Exercise tasks ::
**A.** Answer these questions from the interview:
(i) Who wrote the song Going Away?
(ii) From whom did Jimmie learn Going Away?
(iii) Where did the group play a gig after doing the Horse Whisperer song?
**B.** Copy word for word the part of the interview from "There's something -- well, there's" to "up with that?".
----- Reading text -----
There's something -- well, there's probably a lot of things strange about "Now Again", but one thing that's strange is that we begin an album by three singer/songwriters with Going Away, a song that you sing the lead on, Jimmie, and it's a song written by another writer, Utah Phillips. What's up with that?


JIMMIE: It's a song that I love. You know, I learned that song from Bruce Bromberg, of all strange things, from my old label, Hightone Records. In fact, another thing that Joe produced was my first record on Hightone. But Bruce taught me this song. And I just loved it. And we had always, all three of us had been Utah Phillips fans all along. We used to do lots of his songs in the old Flatlanders. So one night when we were sitting around kind of, you know, being back together again and just trading out songs and actually recording -- we recorded a bunch of -- you know, scratch recordings of old songs we knew. And I threw that one out. And Butch and Joe hadn't heard me do it before. And we started messing with the harmony on it that night. In fact, later on, Joe ought to maybe explain some of that process, but you know, working on harmonies was new for us, too.


Ever after that, just almost every time we played, Joe would say, "Let's do that, let's work on Going Away again. You know on the old one, I did nearly all the singing. There was almost an imprint there that was my voice and sort of that style. And this one was like kind of a thing that's sort of halfway in between the old Flatlanders' sound and this new record.


Q: The Flatlanders toured for a year or two before they began recording "Now Again". Why in the world would you do that?


BUTCH: Well, we actually got some offers to do so. I think, after we did the Horse Whisperer song we wound up doing a gig at Central Park in New York. And the New York Times did a big splash on us. And I guess people around the country read that. And the next thing we knew, we had some offers to go out and play. And about the same time, we were beginning to write a few more songs. And we accepted the offers to go play some gigs and began to think, well, are we going to play strictly our songs or is this going to be a rehash of the old Flatlanders. And we instantly felt that, no, we want to give them something new, because that's what we've been doing all our lives. And it just proceeded right into that touring world.


Q: One thing I've noticed about "Now Again" is the vocal arrangements and the harmonies. They're absolutely beautiful. It seems to me those would be hard to evolve on the road. Did they, or are they like pieces of a puzzle that you had to fit together when you got to the studio?
----- Data section -----
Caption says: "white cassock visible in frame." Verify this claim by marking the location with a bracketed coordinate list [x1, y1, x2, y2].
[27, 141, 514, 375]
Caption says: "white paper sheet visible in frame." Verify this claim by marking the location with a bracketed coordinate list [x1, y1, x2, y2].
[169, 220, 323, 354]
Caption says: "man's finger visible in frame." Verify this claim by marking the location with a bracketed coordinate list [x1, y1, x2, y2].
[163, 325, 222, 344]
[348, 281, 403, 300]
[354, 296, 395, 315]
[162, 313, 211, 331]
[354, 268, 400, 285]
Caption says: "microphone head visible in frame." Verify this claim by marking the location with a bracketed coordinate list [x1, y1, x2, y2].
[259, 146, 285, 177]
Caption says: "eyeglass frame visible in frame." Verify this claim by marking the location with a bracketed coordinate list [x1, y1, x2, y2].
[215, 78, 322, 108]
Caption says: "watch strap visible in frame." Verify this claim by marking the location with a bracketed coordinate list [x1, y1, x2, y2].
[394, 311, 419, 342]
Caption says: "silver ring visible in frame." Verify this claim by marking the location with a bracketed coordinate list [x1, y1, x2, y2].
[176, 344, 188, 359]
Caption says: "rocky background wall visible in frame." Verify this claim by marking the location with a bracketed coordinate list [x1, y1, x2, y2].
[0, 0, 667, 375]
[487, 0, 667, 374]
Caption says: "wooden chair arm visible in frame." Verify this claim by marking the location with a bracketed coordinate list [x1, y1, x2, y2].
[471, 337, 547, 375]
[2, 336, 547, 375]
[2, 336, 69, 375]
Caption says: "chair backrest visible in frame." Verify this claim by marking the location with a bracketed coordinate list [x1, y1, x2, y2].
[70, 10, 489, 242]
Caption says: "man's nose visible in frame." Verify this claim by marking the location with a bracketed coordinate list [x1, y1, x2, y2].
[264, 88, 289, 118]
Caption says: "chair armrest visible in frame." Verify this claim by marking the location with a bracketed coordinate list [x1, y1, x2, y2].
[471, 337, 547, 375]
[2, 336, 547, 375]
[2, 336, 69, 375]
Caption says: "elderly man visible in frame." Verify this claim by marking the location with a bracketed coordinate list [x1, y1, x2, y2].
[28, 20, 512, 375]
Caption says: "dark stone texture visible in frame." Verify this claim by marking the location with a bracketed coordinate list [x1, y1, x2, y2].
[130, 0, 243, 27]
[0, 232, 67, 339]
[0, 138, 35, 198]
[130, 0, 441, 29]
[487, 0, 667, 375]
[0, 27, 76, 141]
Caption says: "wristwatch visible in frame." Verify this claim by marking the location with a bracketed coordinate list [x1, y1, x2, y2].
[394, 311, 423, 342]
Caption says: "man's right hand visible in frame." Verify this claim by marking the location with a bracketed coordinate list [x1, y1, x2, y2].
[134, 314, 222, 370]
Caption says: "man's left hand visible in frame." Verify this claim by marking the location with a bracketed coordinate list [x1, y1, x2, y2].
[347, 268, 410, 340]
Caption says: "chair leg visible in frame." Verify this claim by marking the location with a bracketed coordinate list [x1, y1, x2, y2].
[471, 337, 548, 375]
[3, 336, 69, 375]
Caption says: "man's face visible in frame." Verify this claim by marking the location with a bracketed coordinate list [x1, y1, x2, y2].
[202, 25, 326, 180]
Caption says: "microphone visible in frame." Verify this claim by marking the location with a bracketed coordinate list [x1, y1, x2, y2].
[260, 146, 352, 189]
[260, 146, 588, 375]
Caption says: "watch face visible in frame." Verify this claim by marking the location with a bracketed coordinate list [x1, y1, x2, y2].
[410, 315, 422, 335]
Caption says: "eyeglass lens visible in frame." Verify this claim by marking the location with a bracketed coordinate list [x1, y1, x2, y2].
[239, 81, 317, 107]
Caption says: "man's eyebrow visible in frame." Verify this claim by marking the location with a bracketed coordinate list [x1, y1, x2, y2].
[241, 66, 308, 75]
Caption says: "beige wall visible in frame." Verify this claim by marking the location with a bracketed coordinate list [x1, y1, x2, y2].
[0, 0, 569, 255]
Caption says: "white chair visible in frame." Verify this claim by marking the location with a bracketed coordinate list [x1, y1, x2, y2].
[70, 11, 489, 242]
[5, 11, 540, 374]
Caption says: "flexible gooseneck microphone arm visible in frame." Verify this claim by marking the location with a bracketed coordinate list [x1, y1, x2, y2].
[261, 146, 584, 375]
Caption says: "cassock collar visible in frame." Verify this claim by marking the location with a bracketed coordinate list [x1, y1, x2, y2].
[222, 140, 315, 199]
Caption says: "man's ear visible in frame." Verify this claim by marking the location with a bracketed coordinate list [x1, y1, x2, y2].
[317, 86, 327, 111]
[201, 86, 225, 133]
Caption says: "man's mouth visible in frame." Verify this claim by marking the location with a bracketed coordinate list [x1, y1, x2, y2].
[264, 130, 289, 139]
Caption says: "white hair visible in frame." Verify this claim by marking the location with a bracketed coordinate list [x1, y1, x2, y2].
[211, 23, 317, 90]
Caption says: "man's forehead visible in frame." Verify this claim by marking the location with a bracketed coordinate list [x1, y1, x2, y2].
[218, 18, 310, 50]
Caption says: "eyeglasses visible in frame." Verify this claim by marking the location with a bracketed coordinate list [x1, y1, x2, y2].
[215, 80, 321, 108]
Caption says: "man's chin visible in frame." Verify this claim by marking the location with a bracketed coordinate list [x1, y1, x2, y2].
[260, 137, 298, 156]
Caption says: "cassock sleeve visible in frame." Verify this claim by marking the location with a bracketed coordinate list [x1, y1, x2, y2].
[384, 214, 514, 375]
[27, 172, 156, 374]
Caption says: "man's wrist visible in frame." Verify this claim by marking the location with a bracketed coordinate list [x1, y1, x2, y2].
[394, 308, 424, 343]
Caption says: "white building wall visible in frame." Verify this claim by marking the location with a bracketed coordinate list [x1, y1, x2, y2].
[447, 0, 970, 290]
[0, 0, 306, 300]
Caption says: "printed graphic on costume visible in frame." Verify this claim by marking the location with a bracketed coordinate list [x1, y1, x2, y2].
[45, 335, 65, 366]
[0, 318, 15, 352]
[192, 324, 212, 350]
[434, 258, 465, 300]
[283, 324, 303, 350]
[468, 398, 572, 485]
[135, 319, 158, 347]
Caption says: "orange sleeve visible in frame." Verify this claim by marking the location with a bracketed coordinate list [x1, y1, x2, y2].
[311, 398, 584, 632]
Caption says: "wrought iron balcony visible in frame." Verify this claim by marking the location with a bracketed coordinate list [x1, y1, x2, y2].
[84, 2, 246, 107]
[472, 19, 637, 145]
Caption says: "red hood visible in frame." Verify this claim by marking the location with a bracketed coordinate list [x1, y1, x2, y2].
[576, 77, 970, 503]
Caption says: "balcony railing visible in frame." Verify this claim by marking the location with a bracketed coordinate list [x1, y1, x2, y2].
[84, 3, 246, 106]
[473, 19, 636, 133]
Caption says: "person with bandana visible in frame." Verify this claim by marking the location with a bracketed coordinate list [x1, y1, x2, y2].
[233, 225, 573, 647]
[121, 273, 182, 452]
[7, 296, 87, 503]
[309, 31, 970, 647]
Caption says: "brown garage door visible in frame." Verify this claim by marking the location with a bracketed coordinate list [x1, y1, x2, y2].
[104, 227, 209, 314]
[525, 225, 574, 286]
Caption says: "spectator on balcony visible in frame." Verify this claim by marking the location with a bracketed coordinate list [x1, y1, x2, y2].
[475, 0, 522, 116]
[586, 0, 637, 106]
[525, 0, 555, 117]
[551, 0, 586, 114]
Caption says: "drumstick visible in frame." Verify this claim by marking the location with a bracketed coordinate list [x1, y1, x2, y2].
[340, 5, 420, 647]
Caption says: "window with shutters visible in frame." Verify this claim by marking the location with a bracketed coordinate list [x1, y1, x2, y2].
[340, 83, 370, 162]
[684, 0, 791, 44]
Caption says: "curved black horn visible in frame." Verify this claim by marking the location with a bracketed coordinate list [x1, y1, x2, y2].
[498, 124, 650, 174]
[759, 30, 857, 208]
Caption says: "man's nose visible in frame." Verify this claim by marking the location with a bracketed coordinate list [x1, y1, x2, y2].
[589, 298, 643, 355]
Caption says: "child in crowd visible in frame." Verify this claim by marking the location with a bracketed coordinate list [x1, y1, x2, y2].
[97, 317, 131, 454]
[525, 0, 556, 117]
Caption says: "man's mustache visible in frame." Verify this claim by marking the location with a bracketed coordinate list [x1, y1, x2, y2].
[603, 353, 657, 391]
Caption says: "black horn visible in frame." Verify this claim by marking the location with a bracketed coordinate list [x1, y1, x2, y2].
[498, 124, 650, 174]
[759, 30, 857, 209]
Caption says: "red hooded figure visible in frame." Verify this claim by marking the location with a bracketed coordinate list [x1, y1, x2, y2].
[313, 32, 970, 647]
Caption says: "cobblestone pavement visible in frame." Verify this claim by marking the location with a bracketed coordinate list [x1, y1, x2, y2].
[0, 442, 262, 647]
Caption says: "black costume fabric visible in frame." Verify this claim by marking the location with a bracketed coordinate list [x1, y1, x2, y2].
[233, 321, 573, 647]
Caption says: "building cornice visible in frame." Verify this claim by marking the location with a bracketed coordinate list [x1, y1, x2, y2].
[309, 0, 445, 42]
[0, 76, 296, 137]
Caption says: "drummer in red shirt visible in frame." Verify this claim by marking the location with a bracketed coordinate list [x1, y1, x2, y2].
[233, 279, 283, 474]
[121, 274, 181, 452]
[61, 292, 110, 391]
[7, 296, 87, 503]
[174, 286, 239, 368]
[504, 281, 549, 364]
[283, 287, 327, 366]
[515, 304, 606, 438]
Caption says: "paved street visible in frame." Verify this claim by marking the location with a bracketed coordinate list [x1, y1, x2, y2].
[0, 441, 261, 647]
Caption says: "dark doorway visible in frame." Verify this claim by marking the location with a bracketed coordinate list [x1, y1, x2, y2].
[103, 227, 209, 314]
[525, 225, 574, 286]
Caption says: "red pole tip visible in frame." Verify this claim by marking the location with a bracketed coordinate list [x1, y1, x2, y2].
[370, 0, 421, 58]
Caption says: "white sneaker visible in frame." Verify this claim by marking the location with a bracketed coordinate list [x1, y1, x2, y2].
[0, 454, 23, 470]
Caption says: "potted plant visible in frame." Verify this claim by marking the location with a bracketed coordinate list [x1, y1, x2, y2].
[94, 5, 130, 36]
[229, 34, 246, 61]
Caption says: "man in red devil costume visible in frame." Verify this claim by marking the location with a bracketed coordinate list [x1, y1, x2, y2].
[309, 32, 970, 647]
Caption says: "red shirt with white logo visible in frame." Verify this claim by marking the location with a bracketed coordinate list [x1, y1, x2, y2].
-----
Answers to the problems ::
**A.**
(i) Utah Phillips
(ii) Bruce Bromberg
(iii) Central Park in New York

**B.**
There's something -- well, there's probably a lot of things strange about "Now Again", but one thing that's strange is that we begin an album by three singer/songwriters with Going Away, a song that you sing the lead on, Jimmie, and it's a song written by another writer, Utah Phillips. What's up with that?